Record excerpts:
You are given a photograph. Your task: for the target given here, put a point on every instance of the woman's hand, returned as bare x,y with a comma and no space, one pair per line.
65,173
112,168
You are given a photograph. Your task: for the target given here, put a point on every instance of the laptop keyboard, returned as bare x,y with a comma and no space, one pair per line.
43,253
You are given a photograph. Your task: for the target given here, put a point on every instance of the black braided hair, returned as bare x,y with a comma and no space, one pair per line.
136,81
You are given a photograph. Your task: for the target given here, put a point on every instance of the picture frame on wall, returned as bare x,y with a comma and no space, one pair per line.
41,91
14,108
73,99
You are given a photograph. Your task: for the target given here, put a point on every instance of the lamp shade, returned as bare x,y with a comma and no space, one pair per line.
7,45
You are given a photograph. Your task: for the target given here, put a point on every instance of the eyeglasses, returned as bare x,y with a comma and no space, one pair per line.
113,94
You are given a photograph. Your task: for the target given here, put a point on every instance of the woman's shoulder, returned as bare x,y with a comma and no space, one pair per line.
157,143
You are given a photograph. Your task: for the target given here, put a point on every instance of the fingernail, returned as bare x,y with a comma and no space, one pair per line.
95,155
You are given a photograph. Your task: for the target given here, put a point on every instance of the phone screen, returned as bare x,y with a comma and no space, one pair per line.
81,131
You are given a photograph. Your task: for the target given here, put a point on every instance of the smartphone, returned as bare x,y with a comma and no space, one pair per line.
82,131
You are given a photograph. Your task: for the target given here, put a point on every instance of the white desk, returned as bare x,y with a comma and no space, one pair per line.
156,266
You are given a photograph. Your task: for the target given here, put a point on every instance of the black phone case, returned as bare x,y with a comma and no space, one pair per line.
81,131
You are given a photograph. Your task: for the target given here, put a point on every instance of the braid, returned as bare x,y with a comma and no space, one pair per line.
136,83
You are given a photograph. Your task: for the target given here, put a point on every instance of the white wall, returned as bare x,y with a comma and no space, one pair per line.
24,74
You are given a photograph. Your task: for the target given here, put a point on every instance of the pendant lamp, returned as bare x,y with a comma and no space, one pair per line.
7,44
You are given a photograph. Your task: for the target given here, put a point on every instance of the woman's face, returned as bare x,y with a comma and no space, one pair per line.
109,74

Exercise:
Using the data above, return each line exactly as written.

Correct result:
You are given a photograph. Your task: for the target given here, put a point on every instance of the woman's hand, returned as bare x,y with a comma and no space, one pair per line.
65,173
112,168
You are given a photograph. Your task: for the target given here, put a point on every instance of the laptop keyboard, returned as bare x,y with a comma and no space, one pair per line.
43,253
You are given a photograph. Your task: for the target given here, put a point on every instance of the black braided hair, returned as bare x,y with a comma and no space, one pair per line.
136,81
You are given a photograph. Your task: for the target given here, put a point on every instance of the picture frame on wall, returned as bare x,y with a comma and no space, one pair per line.
41,91
14,108
73,99
You are given a photograph. Your task: for the target given here, put a point on every instance of the lamp shade, returned as bare x,y with a comma and no space, one pair per line.
7,45
You are given a photograph. Your task: for the target given here, put a point on every instance of the eyeglasses, returned as bare x,y with a comma and no space, one pair per line.
113,94
You are given a photograph. Your task: for the target given here, put a point on every instance of the woman's shoulder, returned as bare x,y with a comma and no space, one pair per line.
157,143
You are given a photograph. Your task: for the target given here, put a point on every instance of the fingernail, returned as bare x,y with a comma and no space, one pair per line.
95,155
You are given a photograph. Your task: for the target given here, put a point on every instance of the phone screen, returned as bare x,y with a comma and no space, one pair per line.
81,131
You are given a photograph. Your task: for the target given here, put a point on every instance of the smartphone, returned as bare x,y with a comma and no space, one pair per line.
82,131
You are given a photograph. Your task: for the target given here, put a point on every instance of the white desk, returned as bare x,y with a comma and no space, one pair per line.
156,266
You are given a photograph. Your task: for the target given here, put a point on every instance of the black phone case, returned as bare x,y with a comma and no space, one pair per line.
81,131
You are given a photograph. Your task: for the target given here, put a point on every instance of the braid, returned as bare x,y with a comma and no space, one pair per line.
136,83
You are given a photograph. Your task: for the target given here, put a point on every instance of the white wall, returned as bare x,y with a comma and no space, one pair per line.
24,74
You are given a photograph. Your task: for the target given here, put a point on every instance of the pendant lamp, returned as bare x,y with a comma and no space, one pair per line.
7,44
You are given a photograph. Your task: for the target given here, put a point on every instance of the woman's face, returned as bare x,y with a comma and no space, one pair per line.
109,74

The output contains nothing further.